**SELECTED EXTRACT**
With a moratorium on public sector recruitment in place, academic positions are at a premium in Ireland, leading many PhD graduates to look across the Irish Sea to further their careers.

Highly educated workers are a great loss to the Irish economy, not least as the state invests significant sums in their postgraduate education, an investment that is unlikely to see any return for the foreseeable future.

McEneaney makes regular trips back to Dublin, and has noticed increasing numbers of Irish people commuting from Ireland to work in London during the week.

Aside from separation from family and travel expenses, such workers must deal with another, often hidden, cost: exchange rate fluctuations.

With most of her outgoings in euro and her wages in sterling, McEneaney knows better than most the vagaries of the currency markets. ‘‘I remember when sterling hit parity with the euro [in December 2008], I almost cried. It meant that I was making less than I would have been in an entry-level academic position in Ireland.”

Born in Canada to Irish parents and raised in Celbridge, McEneaney doesn’t consider herself particularly Irish, and seldom seeks out the company of compatriots in London, but she keeps up to date with Irish current affairs through Twitter and online news outlets.

Like many emigrants, the young lecturer is phlegmatic about her future in Britain. ‘‘I don’t see this as permanent. I still figure that I will move again, either back to Ireland, or someplace else,” she says.

The demise of the Celtic tiger has had an unexpected knock-on effect for many of those who emigrated during the boom years.

Having left in a time of prosperity, with the implicit assumption that they could return one day, the economic downturn has forced many to realise that going back is not an option, at least in the short term.

Increasingly, these emigrants are turning to places such as the London Irish Centre to express facets of their Irish identity that, until recently, were little-used or needed.

Gary Dunne has seen a surge in interest from Irish nationals with young families who have been in London for a number of years, but now want their children instructed in Irish dancing or language courses.

‘‘I think we are going to see an explosion in this kind of thing in the coming years.

People who came here thinking they’d stay for a year or two are now realising that they are not going back, and are trying to define themselves as being Irish in Britain,” he says.

**TASK 1**
Repeat word for word the part of the article on Irish emigration to London that begins at "Gary Dunne has" and stops after "the coming years.".
**TASK 2**
In the article on Irish emigration to London, where was McEneaney raised?
**TASK 3**
Carry on the article on Irish emigration to London, starting after its last sentence.

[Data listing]
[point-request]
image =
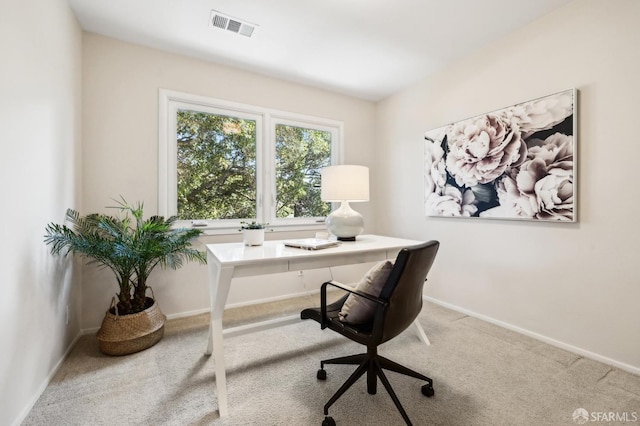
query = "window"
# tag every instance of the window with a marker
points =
(226, 162)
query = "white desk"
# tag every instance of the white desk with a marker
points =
(227, 261)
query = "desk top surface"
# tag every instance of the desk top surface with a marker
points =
(238, 253)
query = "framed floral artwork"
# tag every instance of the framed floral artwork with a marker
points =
(518, 162)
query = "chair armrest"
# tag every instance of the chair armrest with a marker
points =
(323, 298)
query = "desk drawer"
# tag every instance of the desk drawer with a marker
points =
(260, 269)
(337, 260)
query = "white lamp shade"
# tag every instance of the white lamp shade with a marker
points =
(344, 183)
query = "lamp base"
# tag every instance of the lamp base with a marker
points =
(345, 223)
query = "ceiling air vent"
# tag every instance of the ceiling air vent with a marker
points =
(229, 23)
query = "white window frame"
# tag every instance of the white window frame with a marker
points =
(266, 120)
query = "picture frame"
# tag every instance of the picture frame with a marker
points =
(515, 163)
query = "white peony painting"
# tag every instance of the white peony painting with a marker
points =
(513, 163)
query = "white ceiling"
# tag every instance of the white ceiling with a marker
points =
(363, 48)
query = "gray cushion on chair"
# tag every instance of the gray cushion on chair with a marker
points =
(358, 310)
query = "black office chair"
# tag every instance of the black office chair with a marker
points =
(396, 308)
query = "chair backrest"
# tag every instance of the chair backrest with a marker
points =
(403, 290)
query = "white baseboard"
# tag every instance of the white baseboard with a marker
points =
(230, 306)
(27, 409)
(553, 342)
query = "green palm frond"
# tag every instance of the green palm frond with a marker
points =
(128, 245)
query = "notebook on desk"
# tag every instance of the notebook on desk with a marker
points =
(311, 243)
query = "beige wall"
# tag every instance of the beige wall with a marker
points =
(40, 175)
(120, 106)
(574, 284)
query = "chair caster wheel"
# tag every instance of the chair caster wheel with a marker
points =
(427, 390)
(328, 421)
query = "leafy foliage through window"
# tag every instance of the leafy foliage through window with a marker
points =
(216, 166)
(227, 162)
(300, 154)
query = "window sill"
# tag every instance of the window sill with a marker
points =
(234, 230)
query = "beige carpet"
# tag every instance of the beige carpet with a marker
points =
(483, 375)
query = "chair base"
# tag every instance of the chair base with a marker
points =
(372, 364)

**RESPONSE 1**
Gary Dunne has seen a surge in interest from Irish nationals with young families who have been in London for a number of years, but now want their children instructed in Irish dancing or language courses.

‘‘I think we are going to see an explosion in this kind of thing in the coming years.

**RESPONSE 2**
In Celbridge.

**RESPONSE 3**
Marc Scully, a social psychologist at the Open University who has written about Irish identities in England, believes we could be witnessing a nascent ‘‘third great wave’’ of Irish emigration to Britain. ‘‘We are starting to get back to the paradigm of collective emigration, which we haven’t seen since the 1980s,” he says.

But he cautions against making early presumptions about the shape of current Irish emigration to Britain.

‘‘It’s a fallacy to assume that every migration will follow the pattern of the previous one.

The 1950s generation built Irish associations and clubs, but those that came in the 1980s formed networks that didn’t have the same interest in occupying a physical space – they connected in bars and on the phone,” he says. ‘‘Now, migration patterns are more fluid, people are migrating in cohorts and with very different skills. It’s hard to predict in what way they will organise themselves.”

Recent Irish emigration reached its peak in the 1950s,with the majority of the 50,000 people that left the country each year that decade heading for Britain.

After a fall-off in the 1970s, emigration ratcheted up in the 1980s,with almost 35,000 leaving the state every year.

Once again Britain was by far the most popular destination.

But with so many Irish men and women Now heading for Australia, Canada and even the Far East, will the next wave of emigration to Britain really be as significant as previous generations? ‘‘In terms of numbers, I doubt it,” says Scully. ‘‘But in terms of psychological impact, very possibly.”

Emigration might be Ireland’s ‘‘great national trauma’’, but so far the Irish government has made little attempt to stem this flow of human capital. Indeed, the assumption that emigrants are leaving in search of fun and excitement – and not for economic reasons – still seems prevalent in certain political circles.

Speaking to the BBC’s Hardtalk programme in February of last year, Tánaiste Mary Coughlan opined that emigration for some was ‘‘not a bad thing’’.

Characterising emigrants as highly educated and mobile, she said that, ‘‘the type of people who have left, some of them find they want to enjoy themselves and that’s what young people are entitled to do’’.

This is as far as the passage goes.